▸ **PROVIDED PASSAGE**:
In what sense does the Holy Spirit have to search to find out the mind of the Lord? “For the Spirit searcheth all things, yea, the deep things of God.” In Himself He does not need to search, He does not have to study to learn the mind of God. But the wonderful thought is that in our dispensation the Holy Spirit has come to dwell in us, and it is through Him that we do the searching and the studying, and the Spirit of God opens the truth of God to us. People say, “I do not know how it is that some folks get such wonderful things out of their Bibles. I do not get them out of mine. I know I ought to read my Bible, and I do read it, perhaps a chapter a day, but I do not have much appetite for it, I do not get much out of it.” I will tell you why. It is because you do not sit down over your Bible in a self-judged, broken spirit, putting out of your life everything carnal, everything worldly, everything unholy, and then depending absolutely on the Holy Spirit who dwells within you to search into the Scriptures for you, to open the truth of God to you. God has given you the Holy Spirit for that very purpose. The Lord Jesus Christ said, “Howbeit when he, the Spirit of truth, is come, he will guide you into all truth: for he shall not speak of himself; but whatsoever he shall hear, that shall he speak: and he will show you things to come. He shall glorify me: for he shall receive of mine, and shall show it unto you” (John 16:13). Take a poor, simple, ignorant Christian who can barely read or write and put him down over his Bible in dependence on the Holy Spirit of God, and he will get more out of a given passage of Scripture in half-an-hour than a Doctor of Divinity or a Doctor of Psychology, who studies it with a lot of learned tomes about him depending upon his intellect instead of upon the Holy Spirit. The Spirit of God opens the truth to those who depend on Him. I am afraid that many of us are absolutely careless of the Holy Spirit who dwells within us. We are trying to make our own way through the world, trying to find out what is right and wrong in spiritual things instead of handing over everything to the Spirit of God and depending on Him to guide and lead and unfold the Scriptures. He came to do this very thing and He delights to fulfill this mission.

How strikingly the apostle illustrates this in verse 11: “For what man knoweth the things of a man, save the spirit of man which is in him? even so the things of God knoweth no man, but the Spirit of God.” What does he mean by “the spirit of man which is in him?” Materialists tell us that the spirit of a man is the breath of a man. It is a striking thing that in Greek and Hebrew the same word may be translated “spirit,” “air,” “breath,” “wind.” They say the spirit is the air that you breathe, there is no personality about it, the body is all there is of man as far as personality is concerned. If that were true, would it not be absurd for the apostle to speak as he does here? Translate the word “spirit” by “breath” and you would read, “What man knoweth the things of a man, save the breath of man which is in him?” Is that not remarkable?-an intelligent breath! Is it your breath that knows things? Is it your breath that reasons and weighs evidence? Surely not. It is the spirit of a man. And what is the spirit of a man? It is the real man.

When God created man He created him a spirit living in a human body, and therefore God is called “The Father of spirits.” Translate that, “God, the Father of breaths,” how would that sound? No, God is a Spirit and man is a spirit, and therefore, in that sense, even unregenerated men are God’s sons. The spirit is the personality. It is that which differentiates him from the lower creation, enables him to think, to weigh evidence, to reason, to investigate. “What man knoweth the things of a man, save the spirit of man which is in him?” I cannot read your thoughts, you cannot read my thoughts. We find people who profess to be able to do so, but they always make a botch of it. We try to read people’s minds by their faces, but we often accuse them of things that are not so, as Eli falsely accused Hannah.

▸ **ENTRIES PROVIDED**:

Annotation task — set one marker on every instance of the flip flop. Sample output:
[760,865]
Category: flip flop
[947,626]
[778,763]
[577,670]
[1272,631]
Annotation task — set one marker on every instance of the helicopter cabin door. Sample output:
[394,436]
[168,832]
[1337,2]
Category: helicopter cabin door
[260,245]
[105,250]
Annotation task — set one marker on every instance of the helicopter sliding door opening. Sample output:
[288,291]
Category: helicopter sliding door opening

▸ **YOUR OBJECTIVE**: Write the next part of the passage on the Holy Spirit and the spirit of man, starting after its final sentence. The entries have nothing to do with the passage on the Holy Spirit.

▸ **EXERCISE RESPONSE**:
“What man knoweth the things of a man, save the spirit of man which is in him?” I might talk as humbly as possible and you might be foolish enough to go away and think, “What a lowly man that is!” and all the time I might be a kind of Uriah Heep, of Charles Dickens’s David Copperfield, with a false humility. Another might seem to you to be proud while in reality he might be very humble. So Jesus said, “Judge not that ye be not judged.” We are not to try to read other persons’ minds for we will often be mistaken if we do. “What man knoweth the things of a man, save the spirit of man which is in him?” If my human spirit understands my thoughts, if my human spirit knows what is going on in my mind, do you not see the apostle’s argument? The Holy Spirit knows everything that goes on in the mind of God. Is not that a wonderful thought?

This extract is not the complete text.